#### Passage

Consider $d$-dimensional gamma matrix structures. I have an expression like $$ \sum_{h_2=\pm}\text{Tr}(\not{\xi}_2\not{p}_3\bar{\not{\xi}}_2\not{p}_1), $$ where $\not p=p^\mu \eta_{\mu\nu}\gamma^\nu$ are the momenta contracted with the gamma matrices and $\not \xi=\xi^\mu \eta_{\mu\nu}\gamma^\nu$ are the helicity vectors contracted with the gamma matrices. $h_2$ is the helicity corresponding to $\xi_2$. $\bar{\not\xi}_i$ is the same helicity vector as $\not\xi_i$, but with opposite helicity.

We have $p_i^\mu\eta_{\mu\nu}\xi^\nu_i=0$.

I know things like the anti-commutation relation $\{\gamma^\mu,\gamma^\nu\}=-2\eta^{\mu\nu}$ or the completeness relation $$ \sum_{h_i=\pm}\not{\xi}_i\bar{\not{\xi}}_i=2\cdot\text{Id}, $$ but I don't know how to handle the $\xi$'s with another expression between them. The final expression should not be depending on the $\xi$'s anymore. The process I'm looking at is a tensor structure involving fermion and gluon scattering. The helicity vectors belong to gluons.

########
#### Stored rows

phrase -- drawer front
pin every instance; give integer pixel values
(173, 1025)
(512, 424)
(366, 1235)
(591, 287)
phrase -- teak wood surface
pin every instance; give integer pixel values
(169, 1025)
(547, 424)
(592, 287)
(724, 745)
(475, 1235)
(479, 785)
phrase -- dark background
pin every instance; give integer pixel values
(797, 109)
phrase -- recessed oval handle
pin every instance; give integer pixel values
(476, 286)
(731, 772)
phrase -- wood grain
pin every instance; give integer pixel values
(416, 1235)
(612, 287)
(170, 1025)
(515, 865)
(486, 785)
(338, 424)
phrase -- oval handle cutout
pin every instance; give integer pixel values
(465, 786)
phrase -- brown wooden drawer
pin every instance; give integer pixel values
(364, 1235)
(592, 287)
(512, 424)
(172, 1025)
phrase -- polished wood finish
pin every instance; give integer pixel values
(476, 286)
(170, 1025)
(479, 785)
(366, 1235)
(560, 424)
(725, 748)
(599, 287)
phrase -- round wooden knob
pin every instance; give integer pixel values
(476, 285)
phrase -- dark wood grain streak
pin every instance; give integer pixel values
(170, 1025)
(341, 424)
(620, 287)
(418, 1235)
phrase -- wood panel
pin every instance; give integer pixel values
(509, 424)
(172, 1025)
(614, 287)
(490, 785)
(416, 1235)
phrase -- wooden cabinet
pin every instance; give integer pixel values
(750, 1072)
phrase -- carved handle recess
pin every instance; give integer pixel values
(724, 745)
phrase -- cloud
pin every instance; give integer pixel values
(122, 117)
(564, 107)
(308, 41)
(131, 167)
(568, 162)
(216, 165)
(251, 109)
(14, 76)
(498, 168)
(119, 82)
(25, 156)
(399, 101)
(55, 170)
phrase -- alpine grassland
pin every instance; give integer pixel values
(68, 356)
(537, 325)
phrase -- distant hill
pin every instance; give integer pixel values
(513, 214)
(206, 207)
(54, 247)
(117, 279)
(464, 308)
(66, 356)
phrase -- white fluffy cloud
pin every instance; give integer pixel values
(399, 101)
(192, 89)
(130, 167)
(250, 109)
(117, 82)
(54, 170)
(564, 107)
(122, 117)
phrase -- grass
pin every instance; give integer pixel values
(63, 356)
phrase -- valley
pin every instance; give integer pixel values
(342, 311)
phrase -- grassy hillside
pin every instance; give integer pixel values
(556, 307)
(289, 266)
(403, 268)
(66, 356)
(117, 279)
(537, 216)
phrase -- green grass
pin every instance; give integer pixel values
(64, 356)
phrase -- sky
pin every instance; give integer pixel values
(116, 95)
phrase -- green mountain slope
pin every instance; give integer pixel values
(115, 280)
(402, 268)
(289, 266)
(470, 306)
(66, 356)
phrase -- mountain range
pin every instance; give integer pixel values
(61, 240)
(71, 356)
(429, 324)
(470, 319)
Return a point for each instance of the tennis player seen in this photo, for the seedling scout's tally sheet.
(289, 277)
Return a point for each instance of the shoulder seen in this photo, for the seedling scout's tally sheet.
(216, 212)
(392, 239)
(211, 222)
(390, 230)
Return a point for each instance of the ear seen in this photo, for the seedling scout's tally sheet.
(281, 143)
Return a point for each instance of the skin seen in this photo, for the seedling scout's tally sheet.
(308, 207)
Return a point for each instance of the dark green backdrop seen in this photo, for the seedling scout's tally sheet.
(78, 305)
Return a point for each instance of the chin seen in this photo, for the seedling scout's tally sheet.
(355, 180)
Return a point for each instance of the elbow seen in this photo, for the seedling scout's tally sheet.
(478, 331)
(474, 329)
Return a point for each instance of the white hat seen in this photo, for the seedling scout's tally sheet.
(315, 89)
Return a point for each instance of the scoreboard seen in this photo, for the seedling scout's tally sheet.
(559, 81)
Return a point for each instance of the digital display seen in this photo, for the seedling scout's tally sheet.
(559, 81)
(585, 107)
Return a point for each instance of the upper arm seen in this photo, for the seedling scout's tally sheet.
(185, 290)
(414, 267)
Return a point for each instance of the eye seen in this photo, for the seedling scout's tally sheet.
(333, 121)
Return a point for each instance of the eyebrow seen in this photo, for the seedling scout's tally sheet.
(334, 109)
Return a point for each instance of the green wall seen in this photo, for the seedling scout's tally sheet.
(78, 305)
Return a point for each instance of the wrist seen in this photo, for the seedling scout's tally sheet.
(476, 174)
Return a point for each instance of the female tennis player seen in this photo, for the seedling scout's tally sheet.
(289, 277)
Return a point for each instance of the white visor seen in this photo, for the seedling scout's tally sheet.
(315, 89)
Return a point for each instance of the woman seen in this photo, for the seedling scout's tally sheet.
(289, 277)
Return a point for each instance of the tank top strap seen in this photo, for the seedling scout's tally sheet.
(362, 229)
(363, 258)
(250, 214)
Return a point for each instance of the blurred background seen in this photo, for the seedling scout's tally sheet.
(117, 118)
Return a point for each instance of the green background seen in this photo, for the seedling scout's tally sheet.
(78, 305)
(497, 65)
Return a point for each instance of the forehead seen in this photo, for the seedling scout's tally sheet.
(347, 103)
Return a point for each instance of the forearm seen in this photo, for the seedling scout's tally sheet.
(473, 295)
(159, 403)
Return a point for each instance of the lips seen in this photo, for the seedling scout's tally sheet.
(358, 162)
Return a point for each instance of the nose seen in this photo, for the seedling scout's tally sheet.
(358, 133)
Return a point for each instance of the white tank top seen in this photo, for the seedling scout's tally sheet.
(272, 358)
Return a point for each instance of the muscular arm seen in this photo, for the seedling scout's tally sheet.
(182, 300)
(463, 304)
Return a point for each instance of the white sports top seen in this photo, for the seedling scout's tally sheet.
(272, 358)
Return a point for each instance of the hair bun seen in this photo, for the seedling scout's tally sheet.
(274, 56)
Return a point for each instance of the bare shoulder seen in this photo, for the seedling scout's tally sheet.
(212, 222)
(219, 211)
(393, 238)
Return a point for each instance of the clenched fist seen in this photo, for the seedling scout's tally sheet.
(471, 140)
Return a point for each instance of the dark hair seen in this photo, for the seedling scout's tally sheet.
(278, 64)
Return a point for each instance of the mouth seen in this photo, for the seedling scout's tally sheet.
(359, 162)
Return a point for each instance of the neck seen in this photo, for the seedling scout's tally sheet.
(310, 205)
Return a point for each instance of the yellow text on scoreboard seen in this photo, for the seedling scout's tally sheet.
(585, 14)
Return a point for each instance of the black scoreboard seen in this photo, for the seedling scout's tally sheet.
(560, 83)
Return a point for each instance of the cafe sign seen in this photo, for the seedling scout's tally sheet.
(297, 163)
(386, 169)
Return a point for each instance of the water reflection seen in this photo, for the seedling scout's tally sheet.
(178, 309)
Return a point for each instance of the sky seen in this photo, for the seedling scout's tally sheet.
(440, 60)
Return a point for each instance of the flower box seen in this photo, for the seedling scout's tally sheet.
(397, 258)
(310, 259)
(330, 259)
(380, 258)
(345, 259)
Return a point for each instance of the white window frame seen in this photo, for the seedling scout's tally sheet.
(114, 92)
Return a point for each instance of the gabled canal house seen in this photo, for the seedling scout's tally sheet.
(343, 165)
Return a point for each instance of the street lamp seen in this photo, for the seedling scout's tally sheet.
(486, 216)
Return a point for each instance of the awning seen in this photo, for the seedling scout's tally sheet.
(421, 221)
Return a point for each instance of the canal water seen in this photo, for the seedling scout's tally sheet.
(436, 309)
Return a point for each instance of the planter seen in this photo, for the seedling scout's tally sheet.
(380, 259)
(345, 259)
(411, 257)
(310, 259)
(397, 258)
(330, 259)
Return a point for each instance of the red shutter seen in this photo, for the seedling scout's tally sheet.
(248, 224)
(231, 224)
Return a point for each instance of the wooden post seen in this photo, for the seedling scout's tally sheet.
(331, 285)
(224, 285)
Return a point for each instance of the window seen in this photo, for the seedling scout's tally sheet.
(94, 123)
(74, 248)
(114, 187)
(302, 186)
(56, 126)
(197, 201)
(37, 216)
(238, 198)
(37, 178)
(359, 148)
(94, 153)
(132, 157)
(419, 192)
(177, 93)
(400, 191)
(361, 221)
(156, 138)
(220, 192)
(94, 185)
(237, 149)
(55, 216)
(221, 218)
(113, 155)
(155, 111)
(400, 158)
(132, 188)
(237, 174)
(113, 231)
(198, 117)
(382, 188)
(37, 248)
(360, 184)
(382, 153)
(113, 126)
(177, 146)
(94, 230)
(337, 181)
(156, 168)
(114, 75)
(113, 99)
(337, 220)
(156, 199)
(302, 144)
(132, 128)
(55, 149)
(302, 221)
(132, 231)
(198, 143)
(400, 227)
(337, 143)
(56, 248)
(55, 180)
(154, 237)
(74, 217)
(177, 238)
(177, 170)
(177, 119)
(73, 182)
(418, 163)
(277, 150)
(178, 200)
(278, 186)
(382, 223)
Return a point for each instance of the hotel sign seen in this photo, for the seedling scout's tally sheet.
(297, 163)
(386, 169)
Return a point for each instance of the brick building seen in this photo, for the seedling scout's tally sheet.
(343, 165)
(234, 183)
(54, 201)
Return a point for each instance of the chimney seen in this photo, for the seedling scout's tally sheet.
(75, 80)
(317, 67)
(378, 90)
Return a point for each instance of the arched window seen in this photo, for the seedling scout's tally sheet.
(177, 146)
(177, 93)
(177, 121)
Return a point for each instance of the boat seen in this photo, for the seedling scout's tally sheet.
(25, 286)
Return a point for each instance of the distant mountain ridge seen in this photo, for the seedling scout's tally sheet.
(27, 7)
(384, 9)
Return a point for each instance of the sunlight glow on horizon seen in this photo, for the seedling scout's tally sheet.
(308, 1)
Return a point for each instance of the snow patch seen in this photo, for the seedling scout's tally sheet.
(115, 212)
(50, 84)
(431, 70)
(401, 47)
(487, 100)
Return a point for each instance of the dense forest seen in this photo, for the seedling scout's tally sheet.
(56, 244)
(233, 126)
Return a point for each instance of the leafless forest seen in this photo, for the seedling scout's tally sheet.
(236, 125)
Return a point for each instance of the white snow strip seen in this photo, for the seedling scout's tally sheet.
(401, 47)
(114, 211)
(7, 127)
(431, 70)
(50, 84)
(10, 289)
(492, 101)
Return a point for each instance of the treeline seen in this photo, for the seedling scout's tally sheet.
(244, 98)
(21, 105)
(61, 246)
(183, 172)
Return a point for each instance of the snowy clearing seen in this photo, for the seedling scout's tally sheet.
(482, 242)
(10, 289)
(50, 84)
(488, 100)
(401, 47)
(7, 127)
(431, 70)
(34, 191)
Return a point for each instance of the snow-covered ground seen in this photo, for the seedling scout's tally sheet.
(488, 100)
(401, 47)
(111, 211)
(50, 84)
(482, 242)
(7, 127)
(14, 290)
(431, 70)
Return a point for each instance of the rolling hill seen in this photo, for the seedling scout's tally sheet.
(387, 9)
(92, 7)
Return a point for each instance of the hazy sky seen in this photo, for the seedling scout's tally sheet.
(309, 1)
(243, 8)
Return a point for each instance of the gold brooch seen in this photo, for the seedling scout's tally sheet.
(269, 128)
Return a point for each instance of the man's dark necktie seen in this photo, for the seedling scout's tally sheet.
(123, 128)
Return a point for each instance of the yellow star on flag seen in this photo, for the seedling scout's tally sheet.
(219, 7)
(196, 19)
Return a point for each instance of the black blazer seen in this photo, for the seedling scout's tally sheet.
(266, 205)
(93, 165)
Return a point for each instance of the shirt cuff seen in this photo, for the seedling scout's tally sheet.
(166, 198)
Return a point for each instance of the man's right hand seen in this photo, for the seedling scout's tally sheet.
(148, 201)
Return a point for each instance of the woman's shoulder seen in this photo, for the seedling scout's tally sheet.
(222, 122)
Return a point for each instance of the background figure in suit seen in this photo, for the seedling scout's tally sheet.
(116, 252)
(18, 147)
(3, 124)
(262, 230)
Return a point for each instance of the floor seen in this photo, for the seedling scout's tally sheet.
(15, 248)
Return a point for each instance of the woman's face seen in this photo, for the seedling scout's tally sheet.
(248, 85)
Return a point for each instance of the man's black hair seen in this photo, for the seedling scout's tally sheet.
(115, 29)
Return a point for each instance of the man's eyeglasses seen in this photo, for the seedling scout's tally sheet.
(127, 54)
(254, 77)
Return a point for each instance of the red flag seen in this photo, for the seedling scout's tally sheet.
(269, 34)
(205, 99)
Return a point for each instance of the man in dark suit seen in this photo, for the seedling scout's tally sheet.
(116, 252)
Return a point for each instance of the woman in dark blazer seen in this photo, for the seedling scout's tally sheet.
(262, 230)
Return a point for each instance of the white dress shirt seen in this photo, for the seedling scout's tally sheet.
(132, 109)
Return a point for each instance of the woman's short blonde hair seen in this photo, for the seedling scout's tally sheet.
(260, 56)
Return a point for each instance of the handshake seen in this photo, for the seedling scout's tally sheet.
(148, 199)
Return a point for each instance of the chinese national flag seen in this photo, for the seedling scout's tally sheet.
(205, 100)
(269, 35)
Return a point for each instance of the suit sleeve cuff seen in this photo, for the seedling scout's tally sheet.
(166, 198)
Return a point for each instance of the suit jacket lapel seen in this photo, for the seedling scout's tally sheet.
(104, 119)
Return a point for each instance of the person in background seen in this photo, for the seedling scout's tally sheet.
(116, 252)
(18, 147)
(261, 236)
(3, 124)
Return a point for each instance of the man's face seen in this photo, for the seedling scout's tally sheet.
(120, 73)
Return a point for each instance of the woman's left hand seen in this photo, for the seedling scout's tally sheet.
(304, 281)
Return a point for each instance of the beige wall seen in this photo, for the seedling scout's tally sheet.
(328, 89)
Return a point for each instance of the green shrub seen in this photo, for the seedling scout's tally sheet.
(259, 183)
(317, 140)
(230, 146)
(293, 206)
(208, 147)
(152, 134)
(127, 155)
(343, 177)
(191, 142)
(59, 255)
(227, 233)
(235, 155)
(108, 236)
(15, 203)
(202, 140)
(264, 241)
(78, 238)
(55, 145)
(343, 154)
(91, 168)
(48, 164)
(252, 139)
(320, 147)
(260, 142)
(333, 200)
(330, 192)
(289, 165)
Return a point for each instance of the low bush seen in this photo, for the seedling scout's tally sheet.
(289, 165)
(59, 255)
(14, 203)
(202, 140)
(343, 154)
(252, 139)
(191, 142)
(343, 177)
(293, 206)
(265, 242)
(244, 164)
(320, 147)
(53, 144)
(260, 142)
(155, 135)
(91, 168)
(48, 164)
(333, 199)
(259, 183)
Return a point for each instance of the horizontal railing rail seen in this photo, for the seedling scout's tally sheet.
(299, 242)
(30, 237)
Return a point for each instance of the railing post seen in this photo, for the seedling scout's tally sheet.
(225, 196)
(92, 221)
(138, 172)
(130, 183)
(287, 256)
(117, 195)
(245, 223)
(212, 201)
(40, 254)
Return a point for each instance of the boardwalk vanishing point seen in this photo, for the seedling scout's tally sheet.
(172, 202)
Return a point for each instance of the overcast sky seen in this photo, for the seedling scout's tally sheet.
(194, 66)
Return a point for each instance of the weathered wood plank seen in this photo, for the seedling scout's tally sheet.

########

Task directions: Pick up the passage on gamma-matrix traces with helicity vectors from where it stops.

Response to this task:
I would be very happy if anybody could help me with the evaluation of the first expression.

Edit: After I have mentioned it in the comments, the term I have a problem with in particular is $$ \text{Tr}(\not{p}_3\not{\xi}_3\not{\xi}_4\not{p}_4\not{p}_1\not{p}_3\bar{\not{\xi}}_3\bar{\not{p}}_4\not{p}_4\not{p}_1). $$ As far as I know, the solution of this expression depends on the dimension $d$. Hence, I do not think the usual commutation relations lead to a result. Currently, I am spending my time figuering out how FeynCalc, mentioned by Luc J. Bourhis, works. But for the possibility of somebody providing more ideas, I wanted to mention this in the original question as well. What I have been told recently, is that $$ \sum_{h_i=\pm}\text{Tr}(\dots\not\xi_i\not p_j\bar{\not\xi_i}\dots)=f(d)\cdot\sum_{h_i=\pm}\text{Tr}(\dots\not p_j\dots) \text{ for }i\neq j $$ with $f(d)$ being some rational function of the dimension $d$. I have some guesses about $f$, but I will not write them here, because I have many dobts concerning them.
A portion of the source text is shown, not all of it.